**Task objective**
Answer these from the DFIT text below:
1. How long is wellbore pressure monitored after injection ends?
2. What does ISIP stand for?
3. In a conventional production or injection test, how does the fluid pressure compare with the minimum principal stress?

In a diagnostic fracture injection test (DFIT), a relatively small volume of fluid is injected into the subsurface, creating a hydraulic fracture. After the end of injection, the pressure in the wellbore is monitored for hours or days. The pressure measurements are used to infer properties of the formation, including the leakoff coefficient, permeability, fracture closure pressure (which is related to the magnitude of the minimum principal stress and the net pressure), and formation pressure. These are key parameters for hydraulic fracture design and reservoir engineering in shale.
During period #1, a fracture has not formed and wellbore storage controls the pressure behavior. The leakoff point occurs at #2, the fracture propagation pressure is reached at #3, and the ISIP (initial shut-in pressure) is reached at #4. DFIT analysis is primarily interested in analyzing the trends in pressure that occur in the hours and days after shut-in.
Petroleum engineers and hydrologists are familiar with different types of “pressure transient tests” in which pressure trends over time are used to infer formation properties. For example, the simplest pressure transient tests are production or injection tests, in which fluid is injected or extracted at constant rate from the well. In these conventional well tests, the fluid pressure remains below the minimum principal stress and a fracture is not formed.
You might wonder, why do we need to use a fracturing test to infer permeability? Why not just use a conventional production or injection test, in which a fracture is not formed? The reason is that in very low permeability formations, it is very difficult to inject or produce fluid at sufficient rate. If injection is performed, pressure will build up rapidly until a fracture forms, unless an impractically low injection rate is used. If production is attempted, the rate will be too low to get meaningful results.

**Recorded data**
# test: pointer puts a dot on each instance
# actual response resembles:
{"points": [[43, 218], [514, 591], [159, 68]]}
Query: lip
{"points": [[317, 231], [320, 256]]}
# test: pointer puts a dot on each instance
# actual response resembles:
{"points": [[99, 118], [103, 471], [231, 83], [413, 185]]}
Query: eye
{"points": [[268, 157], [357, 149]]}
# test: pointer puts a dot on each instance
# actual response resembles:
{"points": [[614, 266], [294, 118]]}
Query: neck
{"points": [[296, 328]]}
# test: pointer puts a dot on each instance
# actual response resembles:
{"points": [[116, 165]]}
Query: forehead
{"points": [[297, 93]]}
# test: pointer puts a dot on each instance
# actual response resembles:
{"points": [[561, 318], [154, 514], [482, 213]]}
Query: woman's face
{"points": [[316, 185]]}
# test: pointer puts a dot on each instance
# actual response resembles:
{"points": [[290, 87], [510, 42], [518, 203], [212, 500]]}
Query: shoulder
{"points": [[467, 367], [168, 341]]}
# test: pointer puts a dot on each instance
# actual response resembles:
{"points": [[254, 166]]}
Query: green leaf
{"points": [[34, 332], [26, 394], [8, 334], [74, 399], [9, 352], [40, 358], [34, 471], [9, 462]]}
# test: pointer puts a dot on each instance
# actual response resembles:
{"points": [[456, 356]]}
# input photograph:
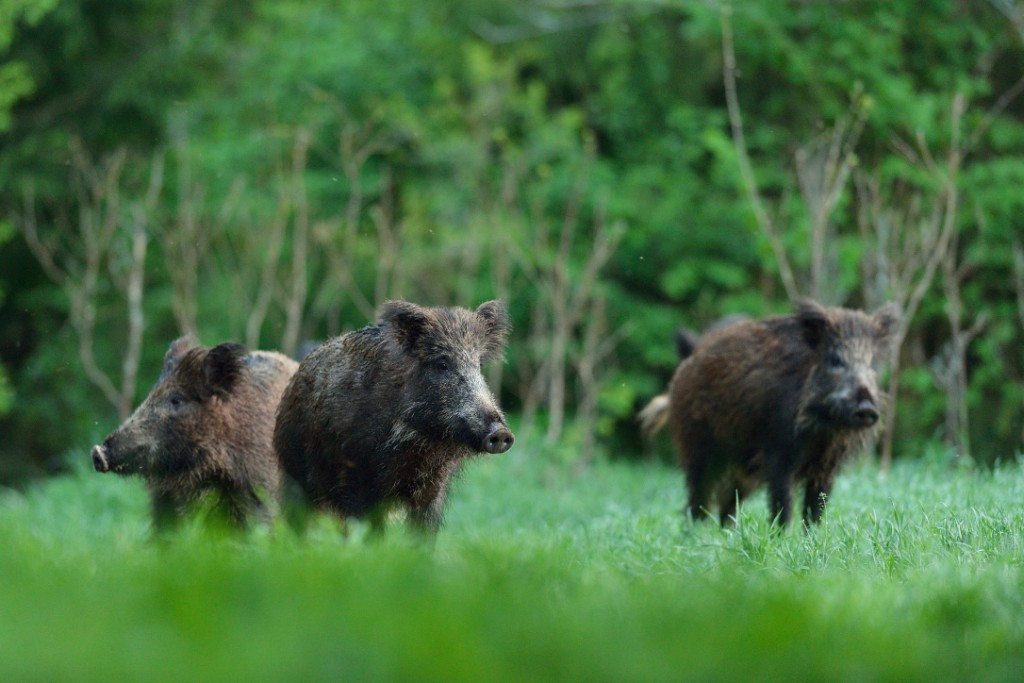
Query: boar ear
{"points": [[686, 342], [494, 316], [814, 321], [175, 352], [222, 368], [408, 321], [886, 321]]}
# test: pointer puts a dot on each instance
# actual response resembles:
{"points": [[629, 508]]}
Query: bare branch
{"points": [[745, 169]]}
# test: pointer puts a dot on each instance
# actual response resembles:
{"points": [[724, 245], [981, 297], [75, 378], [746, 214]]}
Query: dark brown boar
{"points": [[205, 428], [386, 415], [780, 400]]}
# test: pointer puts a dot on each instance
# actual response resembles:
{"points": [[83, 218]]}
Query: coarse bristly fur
{"points": [[386, 415], [205, 428], [780, 400]]}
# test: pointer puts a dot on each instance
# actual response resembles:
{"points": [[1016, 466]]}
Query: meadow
{"points": [[542, 571]]}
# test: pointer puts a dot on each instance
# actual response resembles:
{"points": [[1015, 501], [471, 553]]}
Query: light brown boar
{"points": [[206, 428]]}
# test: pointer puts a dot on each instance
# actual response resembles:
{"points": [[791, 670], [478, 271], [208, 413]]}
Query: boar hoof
{"points": [[499, 440], [99, 459]]}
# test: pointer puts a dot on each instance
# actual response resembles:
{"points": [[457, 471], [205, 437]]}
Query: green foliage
{"points": [[912, 575], [478, 134]]}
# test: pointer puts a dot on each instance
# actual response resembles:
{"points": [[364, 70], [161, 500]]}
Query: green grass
{"points": [[539, 573]]}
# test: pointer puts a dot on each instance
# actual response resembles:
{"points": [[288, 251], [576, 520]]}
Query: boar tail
{"points": [[654, 416]]}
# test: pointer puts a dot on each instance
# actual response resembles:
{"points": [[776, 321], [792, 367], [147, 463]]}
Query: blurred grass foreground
{"points": [[539, 573]]}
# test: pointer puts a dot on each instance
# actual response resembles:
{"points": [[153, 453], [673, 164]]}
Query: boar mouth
{"points": [[499, 439], [103, 462], [865, 414]]}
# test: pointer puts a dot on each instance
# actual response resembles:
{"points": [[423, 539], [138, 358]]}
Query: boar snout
{"points": [[499, 439], [866, 413], [99, 461]]}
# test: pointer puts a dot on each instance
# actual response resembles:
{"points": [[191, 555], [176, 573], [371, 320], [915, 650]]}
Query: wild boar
{"points": [[205, 428], [780, 400], [387, 414]]}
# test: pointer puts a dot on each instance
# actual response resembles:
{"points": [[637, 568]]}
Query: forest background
{"points": [[270, 172]]}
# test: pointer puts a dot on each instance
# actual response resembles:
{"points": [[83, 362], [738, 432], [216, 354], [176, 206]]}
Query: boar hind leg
{"points": [[702, 463], [730, 497], [780, 497], [166, 510], [427, 518]]}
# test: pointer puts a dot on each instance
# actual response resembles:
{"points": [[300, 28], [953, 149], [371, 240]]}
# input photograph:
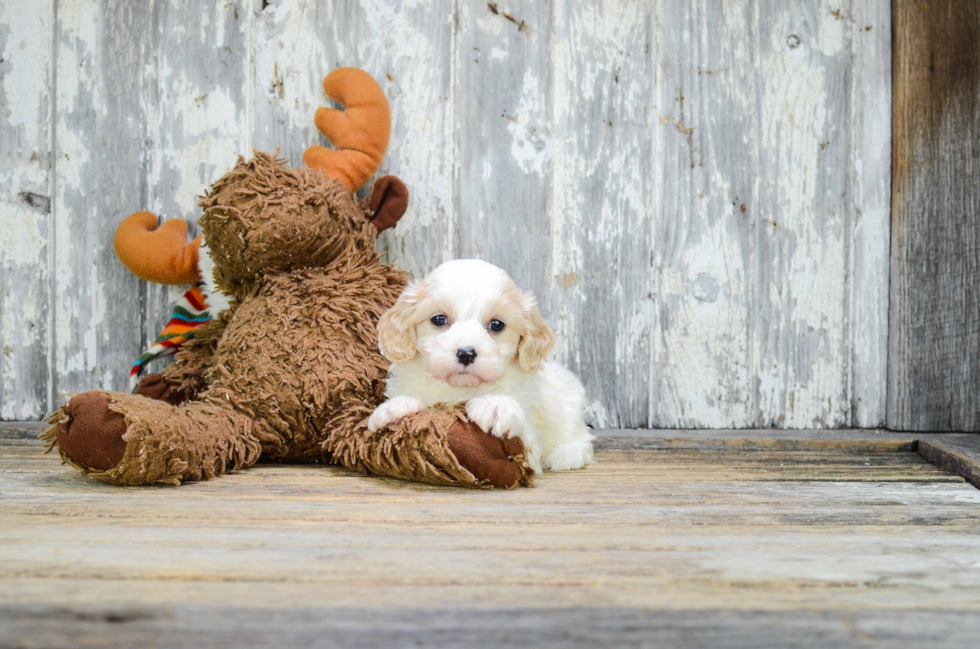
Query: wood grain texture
{"points": [[697, 192], [794, 544], [601, 289], [100, 126], [180, 625], [934, 346], [959, 455], [758, 106], [26, 93]]}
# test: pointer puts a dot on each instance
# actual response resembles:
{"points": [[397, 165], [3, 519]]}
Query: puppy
{"points": [[466, 334]]}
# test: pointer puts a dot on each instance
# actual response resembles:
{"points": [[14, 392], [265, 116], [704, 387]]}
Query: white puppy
{"points": [[466, 334]]}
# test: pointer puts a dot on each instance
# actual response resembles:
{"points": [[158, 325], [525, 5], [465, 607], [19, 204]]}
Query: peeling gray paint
{"points": [[697, 192]]}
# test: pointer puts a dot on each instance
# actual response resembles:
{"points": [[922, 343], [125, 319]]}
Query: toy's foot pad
{"points": [[154, 386], [93, 434], [487, 457]]}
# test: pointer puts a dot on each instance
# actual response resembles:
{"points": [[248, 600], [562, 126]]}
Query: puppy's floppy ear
{"points": [[396, 329], [536, 344]]}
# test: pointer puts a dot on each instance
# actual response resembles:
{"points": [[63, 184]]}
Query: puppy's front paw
{"points": [[394, 410], [496, 414]]}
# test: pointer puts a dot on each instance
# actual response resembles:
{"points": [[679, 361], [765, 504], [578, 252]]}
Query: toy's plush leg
{"points": [[438, 446], [130, 439], [184, 379]]}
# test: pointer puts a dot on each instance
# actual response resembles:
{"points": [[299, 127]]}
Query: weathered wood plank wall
{"points": [[697, 191], [934, 366]]}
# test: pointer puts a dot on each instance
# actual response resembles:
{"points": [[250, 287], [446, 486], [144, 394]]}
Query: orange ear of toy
{"points": [[160, 255], [359, 133], [387, 202]]}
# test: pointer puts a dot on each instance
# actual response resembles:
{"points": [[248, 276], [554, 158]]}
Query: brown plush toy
{"points": [[290, 368]]}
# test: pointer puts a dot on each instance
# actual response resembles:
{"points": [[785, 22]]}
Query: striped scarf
{"points": [[190, 312]]}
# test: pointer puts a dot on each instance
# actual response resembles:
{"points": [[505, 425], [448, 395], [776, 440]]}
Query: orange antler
{"points": [[360, 132], [160, 255]]}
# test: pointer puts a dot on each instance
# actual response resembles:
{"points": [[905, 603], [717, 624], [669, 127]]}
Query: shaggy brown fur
{"points": [[292, 369]]}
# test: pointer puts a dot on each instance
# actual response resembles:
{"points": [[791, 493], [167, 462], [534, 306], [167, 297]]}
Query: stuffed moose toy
{"points": [[289, 368]]}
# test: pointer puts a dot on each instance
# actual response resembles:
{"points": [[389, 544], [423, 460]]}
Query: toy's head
{"points": [[263, 216]]}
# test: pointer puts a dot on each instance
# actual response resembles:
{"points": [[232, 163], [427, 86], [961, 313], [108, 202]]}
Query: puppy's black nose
{"points": [[466, 355]]}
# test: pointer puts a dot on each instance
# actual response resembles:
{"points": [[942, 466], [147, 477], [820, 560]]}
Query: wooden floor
{"points": [[713, 539]]}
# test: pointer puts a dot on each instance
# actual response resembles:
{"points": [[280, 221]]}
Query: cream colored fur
{"points": [[509, 390]]}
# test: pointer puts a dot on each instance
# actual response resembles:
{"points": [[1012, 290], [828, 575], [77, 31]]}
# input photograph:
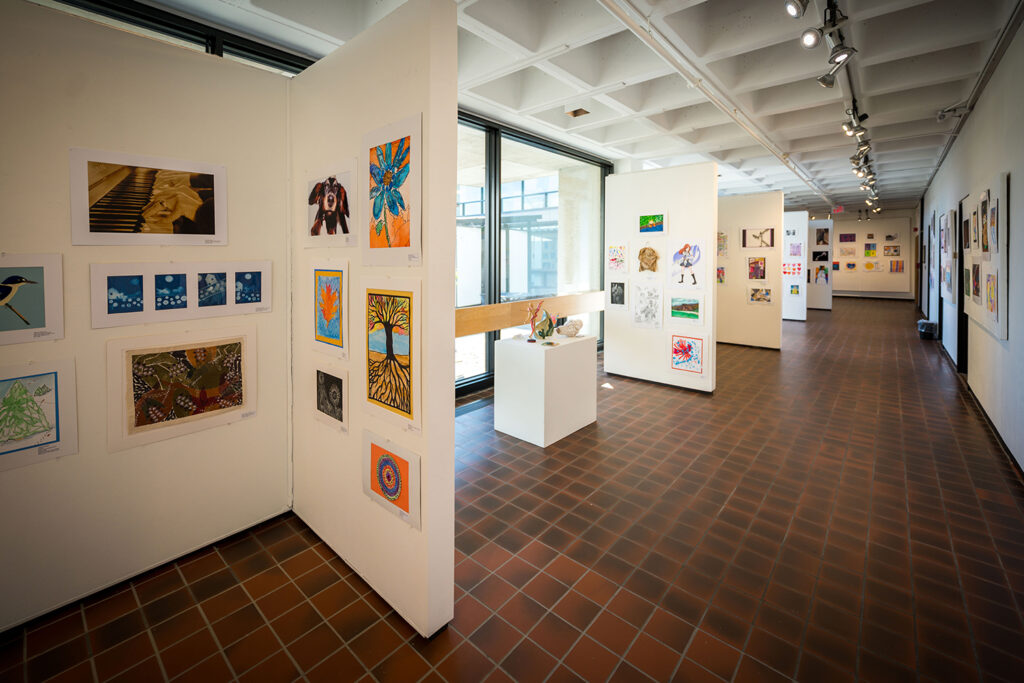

**Written solution**
1. For hours or days.
2. Initial shut-in pressure.
3. It remains below the minimum principal stress, so no fracture forms.